Each record below is to be reproduced without any change.

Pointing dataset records
◆ ◆ ◆ ◆ ◆

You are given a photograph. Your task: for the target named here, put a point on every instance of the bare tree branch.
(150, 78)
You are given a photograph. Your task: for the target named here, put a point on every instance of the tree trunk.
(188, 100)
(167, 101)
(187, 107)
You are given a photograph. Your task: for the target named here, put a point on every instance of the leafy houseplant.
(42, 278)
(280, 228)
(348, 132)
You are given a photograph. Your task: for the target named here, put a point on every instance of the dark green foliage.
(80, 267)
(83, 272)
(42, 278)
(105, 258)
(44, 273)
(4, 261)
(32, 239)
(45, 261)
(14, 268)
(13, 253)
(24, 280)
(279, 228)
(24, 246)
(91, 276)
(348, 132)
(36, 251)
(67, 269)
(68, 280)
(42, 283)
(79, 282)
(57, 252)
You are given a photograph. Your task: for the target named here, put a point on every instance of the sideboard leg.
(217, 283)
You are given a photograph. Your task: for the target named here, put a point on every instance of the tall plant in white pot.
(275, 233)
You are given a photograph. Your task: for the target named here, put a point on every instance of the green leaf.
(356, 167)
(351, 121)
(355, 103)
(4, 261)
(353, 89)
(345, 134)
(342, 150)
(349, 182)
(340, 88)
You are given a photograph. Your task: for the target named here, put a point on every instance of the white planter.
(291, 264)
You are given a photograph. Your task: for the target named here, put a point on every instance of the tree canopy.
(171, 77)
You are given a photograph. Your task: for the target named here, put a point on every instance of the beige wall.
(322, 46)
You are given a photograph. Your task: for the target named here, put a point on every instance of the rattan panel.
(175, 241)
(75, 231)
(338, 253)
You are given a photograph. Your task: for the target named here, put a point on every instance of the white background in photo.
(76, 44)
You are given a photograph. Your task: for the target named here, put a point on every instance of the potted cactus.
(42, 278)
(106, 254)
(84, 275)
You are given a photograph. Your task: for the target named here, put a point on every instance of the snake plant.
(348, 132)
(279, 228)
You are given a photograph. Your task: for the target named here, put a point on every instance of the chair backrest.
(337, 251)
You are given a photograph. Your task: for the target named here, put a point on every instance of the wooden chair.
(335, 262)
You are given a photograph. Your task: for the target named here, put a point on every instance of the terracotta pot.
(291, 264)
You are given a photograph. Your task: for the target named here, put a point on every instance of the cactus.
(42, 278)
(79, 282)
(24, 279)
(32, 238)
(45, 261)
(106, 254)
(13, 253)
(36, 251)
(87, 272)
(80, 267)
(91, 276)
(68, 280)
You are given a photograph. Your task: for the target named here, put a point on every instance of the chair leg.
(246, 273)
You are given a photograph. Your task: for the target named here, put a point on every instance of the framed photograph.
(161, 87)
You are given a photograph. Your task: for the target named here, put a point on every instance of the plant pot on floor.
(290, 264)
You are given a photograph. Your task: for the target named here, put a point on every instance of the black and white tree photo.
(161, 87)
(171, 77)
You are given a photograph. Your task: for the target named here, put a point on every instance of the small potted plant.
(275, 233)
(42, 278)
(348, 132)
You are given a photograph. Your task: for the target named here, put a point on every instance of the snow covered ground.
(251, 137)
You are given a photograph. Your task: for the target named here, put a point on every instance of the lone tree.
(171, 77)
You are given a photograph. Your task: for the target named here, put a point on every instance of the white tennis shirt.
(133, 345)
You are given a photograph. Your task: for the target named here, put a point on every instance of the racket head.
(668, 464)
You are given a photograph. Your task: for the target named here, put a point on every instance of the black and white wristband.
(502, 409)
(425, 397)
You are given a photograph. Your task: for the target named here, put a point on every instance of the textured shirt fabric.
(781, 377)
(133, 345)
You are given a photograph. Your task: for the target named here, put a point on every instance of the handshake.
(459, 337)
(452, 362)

◆ ◆ ◆ ◆ ◆

- [RESPONSE TO THIS EXERCISE]
You are given a photograph. Your task: for the target named here, put a point on every instance of the bare tree branch.
(150, 78)
You are given a photograph. Your task: for the target named here, put a point on every instance of the tree trunk.
(188, 100)
(167, 101)
(187, 107)
You are given a photograph. Your task: for the target named here, put a point on every instance of the leafy houseplant.
(42, 278)
(280, 228)
(348, 132)
You are given a photograph. Your task: for the target named here, put a point on every instance of the dark green foliage.
(80, 267)
(83, 272)
(42, 278)
(105, 258)
(44, 273)
(4, 261)
(32, 239)
(45, 261)
(14, 268)
(13, 253)
(24, 280)
(279, 228)
(24, 246)
(91, 276)
(348, 132)
(36, 251)
(67, 269)
(68, 280)
(42, 283)
(79, 282)
(57, 252)
You are given a photograph. Your task: for the target named here, put a point on every instance of the sideboard leg.
(217, 283)
You are given a photograph. Your task: for the target named here, put a point on every instance of the tall plant in white pot.
(275, 233)
You are given a photograph. Your task: for the target named here, put a point on every instance of the green leaf.
(356, 167)
(351, 121)
(355, 103)
(4, 261)
(353, 89)
(345, 134)
(342, 150)
(349, 182)
(340, 88)
You are given a photograph. Your task: for the target named here, put a point on every instance of the white planter.
(291, 264)
You are given a photograph. Your task: for the target named here, put a point on every instance of the tree canopy.
(171, 77)
You are given a photograph. Your task: for the target named here, put a point on every instance of the beige wall.
(322, 46)
You are given a photograph. Your task: for the target named here, put a point on every instance of the rattan panel.
(175, 241)
(75, 231)
(338, 253)
You are given a photograph. Your task: for the target named here, put a point on every instance of the white background in photo.
(76, 44)
You are given a photograph. Your task: for the target named here, put a point on every instance of the potted cactus.
(42, 278)
(106, 254)
(84, 275)
You are given a photograph. Your task: for the target named here, put a point on every instance of the snake plant.
(348, 132)
(279, 228)
You are given a photograph. Your task: for the target named here, put a point on every instance of the chair backrest.
(337, 251)
You are given a photograph. Your task: for the target named here, put a point on every instance of the wooden chair.
(335, 262)
You are given a photograph. Your task: for the target named here, put a point on every instance of the terracotta pot.
(291, 264)
You are given a photograph. Your task: for the target named here, put a point on every instance of the cactus.
(42, 278)
(79, 282)
(24, 279)
(32, 238)
(45, 261)
(106, 254)
(13, 253)
(36, 251)
(87, 272)
(80, 267)
(91, 276)
(68, 280)
You are given a photograph. Your task: for the target named here, put a point on every instance of the chair leg.
(246, 273)
You are given a photograph. Your task: for the target named here, put a point on every instance of the framed photograph.
(161, 87)
You are given a photograph. Your task: for the target named here, put a point on every instance of the plant pot on floor.
(290, 264)
You are given a photograph. Your task: for the target named here, put a point on every instance of the black and white tree photo.
(161, 87)
(171, 77)
You are given a photograph. Your task: for the target named here, put a point on every instance of the small potted plant.
(275, 233)
(42, 278)
(348, 132)
You are given a photograph. Your task: for the target named here, put a point on every instance of the snow covered ground.
(251, 137)
You are given a photograph. Your task: for the target named here, put a point on every instance of the lone tree.
(171, 77)
You are given a photograph. Your task: for the target named here, put a point on every instance of the white tennis shirt.
(133, 345)
You are given a photograph. Your task: for the target named here, put a point on every instance of the racket head.
(668, 464)
You are given a photograph. Your task: for the target named here, put a point on every instance of the black and white wristband.
(502, 409)
(425, 397)
You are given a photograph. Your task: for the target named here, put a point on every instance of the textured shirt fabric.
(781, 377)
(133, 345)
You are given a photograph. Your task: for the target named here, put a point on every instance of the handshake.
(459, 337)
(452, 362)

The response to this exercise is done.